§ Text segment
----

CUCS has responded to Comdata’s interrogatories to the best of its ability and “produced all
4
relevant documents . . . in [its] possession and control that are not otherwise in the custody and
control of [Comdata].” (Doc. No. 46, PageID# 358.)
Comdata argues that the deficiencies in CUCS’ discovery responses extend beyond the
issue of damages. Three of Comdata’s interrogatories ask CUCS to identify the portions of the
written contract between the parties that support CUCS’ claim that Comdata breached it. (Doc.
No. 45, PageID# 336, 339, 344.) CUCS objected to those interrogatories on the ground that they
call for a legal conclusion, which Comdata disputes. (Id. at PageID# 336–37, 339–40, 344–45.)
Comdata also points out that CUCS did not provide verification of its interrogatory responses, in
violation of Rule 33(b), which CUCS does not deny. (Id. at PageID# 352.) Finally, Comdata claims
that, despite CUCS’ assertion to the contrary, it failed to produce documents responsive to various
production requests. (Id. at PageID# 351.) Comdata asks the Court to compel (1) complete and
verified responses to its interrogatories and (2) responses to production requests that reference the
Bates Numbers of responsive documents, or directly assert that no responsive documents are
available. (Id. at PageID# 351–52.) Comdata also asks the Court to award Comdata the reasonable
expenses, including attorney’s fees, it incurred in seeking proper disclosures and discovery
responses. (Id. at PageID# 353; Doc. No. 46.) CUCS does not respond to that argument, although
it does claim that Comdata’s motion to compel is “premature and inappropriate” and that CUCS
declined to file one despite Comdata’s alleged discovery violations. 1 (Doc. No. 46, PageID# 355–
57 ¶¶ 3, 7.)

----

§ Given data

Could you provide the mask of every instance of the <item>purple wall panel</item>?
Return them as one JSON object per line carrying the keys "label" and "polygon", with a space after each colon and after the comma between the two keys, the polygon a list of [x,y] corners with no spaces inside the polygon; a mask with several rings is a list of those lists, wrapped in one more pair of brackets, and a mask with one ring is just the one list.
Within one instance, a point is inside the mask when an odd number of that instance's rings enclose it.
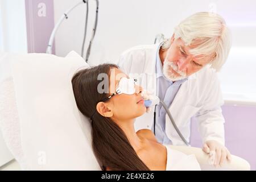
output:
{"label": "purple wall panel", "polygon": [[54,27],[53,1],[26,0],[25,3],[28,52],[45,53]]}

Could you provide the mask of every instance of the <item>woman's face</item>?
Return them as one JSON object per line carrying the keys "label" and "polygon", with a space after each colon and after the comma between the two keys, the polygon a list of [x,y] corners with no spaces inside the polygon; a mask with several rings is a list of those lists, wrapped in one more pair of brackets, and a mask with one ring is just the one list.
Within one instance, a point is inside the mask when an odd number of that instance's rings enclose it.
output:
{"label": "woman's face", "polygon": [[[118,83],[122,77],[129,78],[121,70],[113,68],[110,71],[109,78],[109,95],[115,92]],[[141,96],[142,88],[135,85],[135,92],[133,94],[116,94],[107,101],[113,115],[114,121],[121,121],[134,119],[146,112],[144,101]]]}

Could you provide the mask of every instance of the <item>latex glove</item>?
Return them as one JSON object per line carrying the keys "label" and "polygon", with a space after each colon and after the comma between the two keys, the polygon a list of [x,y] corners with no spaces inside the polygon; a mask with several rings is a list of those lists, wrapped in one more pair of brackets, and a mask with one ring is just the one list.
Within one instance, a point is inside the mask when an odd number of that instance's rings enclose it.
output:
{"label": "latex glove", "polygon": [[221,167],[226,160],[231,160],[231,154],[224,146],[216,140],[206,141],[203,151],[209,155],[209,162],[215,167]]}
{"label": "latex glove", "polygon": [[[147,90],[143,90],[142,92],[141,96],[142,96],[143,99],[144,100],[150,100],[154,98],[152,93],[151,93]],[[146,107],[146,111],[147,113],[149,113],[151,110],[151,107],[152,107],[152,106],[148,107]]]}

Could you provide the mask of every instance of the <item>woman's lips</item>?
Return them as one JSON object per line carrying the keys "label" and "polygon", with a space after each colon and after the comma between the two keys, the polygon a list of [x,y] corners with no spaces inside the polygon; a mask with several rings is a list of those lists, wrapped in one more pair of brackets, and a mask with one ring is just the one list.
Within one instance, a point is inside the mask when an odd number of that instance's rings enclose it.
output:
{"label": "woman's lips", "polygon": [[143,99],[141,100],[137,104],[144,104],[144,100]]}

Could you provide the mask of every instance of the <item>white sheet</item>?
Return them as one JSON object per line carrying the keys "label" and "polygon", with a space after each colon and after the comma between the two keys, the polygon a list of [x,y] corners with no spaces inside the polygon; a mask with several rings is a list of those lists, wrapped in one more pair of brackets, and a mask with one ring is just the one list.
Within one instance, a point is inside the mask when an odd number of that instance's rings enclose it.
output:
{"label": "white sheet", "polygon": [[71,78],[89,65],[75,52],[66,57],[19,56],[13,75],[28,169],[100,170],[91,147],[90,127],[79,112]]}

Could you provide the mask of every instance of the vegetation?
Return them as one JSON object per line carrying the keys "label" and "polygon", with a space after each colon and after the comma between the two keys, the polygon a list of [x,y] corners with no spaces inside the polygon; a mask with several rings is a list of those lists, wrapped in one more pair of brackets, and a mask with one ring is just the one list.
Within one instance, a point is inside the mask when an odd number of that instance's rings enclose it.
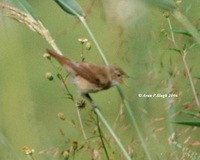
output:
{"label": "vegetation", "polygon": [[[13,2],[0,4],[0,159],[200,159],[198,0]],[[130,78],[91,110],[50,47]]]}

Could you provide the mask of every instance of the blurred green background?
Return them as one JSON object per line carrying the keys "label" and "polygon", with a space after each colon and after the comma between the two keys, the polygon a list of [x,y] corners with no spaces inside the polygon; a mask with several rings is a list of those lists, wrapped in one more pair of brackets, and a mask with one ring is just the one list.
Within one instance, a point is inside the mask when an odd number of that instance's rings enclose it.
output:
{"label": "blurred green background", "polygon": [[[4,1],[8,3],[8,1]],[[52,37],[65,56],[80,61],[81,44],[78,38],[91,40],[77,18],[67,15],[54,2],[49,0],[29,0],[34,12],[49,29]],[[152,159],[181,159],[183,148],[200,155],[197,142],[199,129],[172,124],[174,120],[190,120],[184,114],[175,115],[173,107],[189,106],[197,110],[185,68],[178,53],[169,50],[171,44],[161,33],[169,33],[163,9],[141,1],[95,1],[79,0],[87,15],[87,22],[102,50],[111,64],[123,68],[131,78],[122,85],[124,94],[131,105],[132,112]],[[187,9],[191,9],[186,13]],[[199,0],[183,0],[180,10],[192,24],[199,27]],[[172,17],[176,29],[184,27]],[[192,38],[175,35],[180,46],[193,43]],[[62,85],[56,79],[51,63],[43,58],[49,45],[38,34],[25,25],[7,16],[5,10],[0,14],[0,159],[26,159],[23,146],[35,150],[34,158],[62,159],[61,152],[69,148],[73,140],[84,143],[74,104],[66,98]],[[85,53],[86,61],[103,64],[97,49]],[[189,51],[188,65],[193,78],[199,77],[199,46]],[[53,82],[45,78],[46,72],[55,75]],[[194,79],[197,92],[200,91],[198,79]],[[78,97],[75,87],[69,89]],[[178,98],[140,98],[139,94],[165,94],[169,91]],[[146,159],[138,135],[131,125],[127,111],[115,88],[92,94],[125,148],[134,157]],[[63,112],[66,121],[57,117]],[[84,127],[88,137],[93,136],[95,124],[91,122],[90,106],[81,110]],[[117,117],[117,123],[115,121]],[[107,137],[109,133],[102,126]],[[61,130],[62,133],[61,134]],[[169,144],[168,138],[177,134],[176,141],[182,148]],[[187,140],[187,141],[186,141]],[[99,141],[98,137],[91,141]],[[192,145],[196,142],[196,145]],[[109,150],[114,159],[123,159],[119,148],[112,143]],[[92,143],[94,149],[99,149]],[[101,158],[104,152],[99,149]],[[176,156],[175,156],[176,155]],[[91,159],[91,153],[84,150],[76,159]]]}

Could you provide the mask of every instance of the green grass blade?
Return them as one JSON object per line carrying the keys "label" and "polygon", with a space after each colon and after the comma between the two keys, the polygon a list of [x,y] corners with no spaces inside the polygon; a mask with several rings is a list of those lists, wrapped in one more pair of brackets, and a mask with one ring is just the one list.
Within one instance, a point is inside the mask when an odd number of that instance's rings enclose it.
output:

----

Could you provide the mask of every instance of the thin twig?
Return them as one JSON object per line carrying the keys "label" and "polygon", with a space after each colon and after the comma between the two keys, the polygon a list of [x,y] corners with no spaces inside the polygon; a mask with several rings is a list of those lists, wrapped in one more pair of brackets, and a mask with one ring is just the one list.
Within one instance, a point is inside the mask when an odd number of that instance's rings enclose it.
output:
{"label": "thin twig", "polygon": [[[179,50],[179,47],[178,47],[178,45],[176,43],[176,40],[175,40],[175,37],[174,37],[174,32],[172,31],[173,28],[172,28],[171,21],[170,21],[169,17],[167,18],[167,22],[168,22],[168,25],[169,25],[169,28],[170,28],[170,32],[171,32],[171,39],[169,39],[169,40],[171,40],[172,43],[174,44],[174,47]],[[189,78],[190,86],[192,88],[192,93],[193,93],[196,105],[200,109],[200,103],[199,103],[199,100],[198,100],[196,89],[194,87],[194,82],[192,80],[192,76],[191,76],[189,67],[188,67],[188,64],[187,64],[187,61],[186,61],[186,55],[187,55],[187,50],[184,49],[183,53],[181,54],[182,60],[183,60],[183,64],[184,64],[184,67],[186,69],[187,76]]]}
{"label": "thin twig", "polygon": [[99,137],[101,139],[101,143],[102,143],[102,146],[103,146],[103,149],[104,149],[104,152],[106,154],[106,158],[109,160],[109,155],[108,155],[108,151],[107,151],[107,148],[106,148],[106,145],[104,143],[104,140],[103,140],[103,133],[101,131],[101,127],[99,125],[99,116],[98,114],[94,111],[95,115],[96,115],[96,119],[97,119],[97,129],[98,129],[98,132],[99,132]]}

----

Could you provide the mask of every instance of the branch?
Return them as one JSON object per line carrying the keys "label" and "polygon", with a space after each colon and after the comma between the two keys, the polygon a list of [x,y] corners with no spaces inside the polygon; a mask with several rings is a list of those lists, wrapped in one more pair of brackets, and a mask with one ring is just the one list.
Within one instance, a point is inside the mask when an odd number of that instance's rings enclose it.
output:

----

§ Given task
Reproduce everything in the discovery dispute text from "CUCS has responded" down to "breached it. (Doc.", word for word.

§ Task output
CUCS has responded to Comdata’s interrogatories to the best of its ability and “produced all
4
relevant documents . . . in [its] possession and control that are not otherwise in the custody and
control of [Comdata].” (Doc. No. 46, PageID# 358.)
Comdata argues that the deficiencies in CUCS’ discovery responses extend beyond the
issue of damages. Three of Comdata’s interrogatories ask CUCS to identify the portions of the
written contract between the parties that support CUCS’ claim that Comdata breached it. (Doc.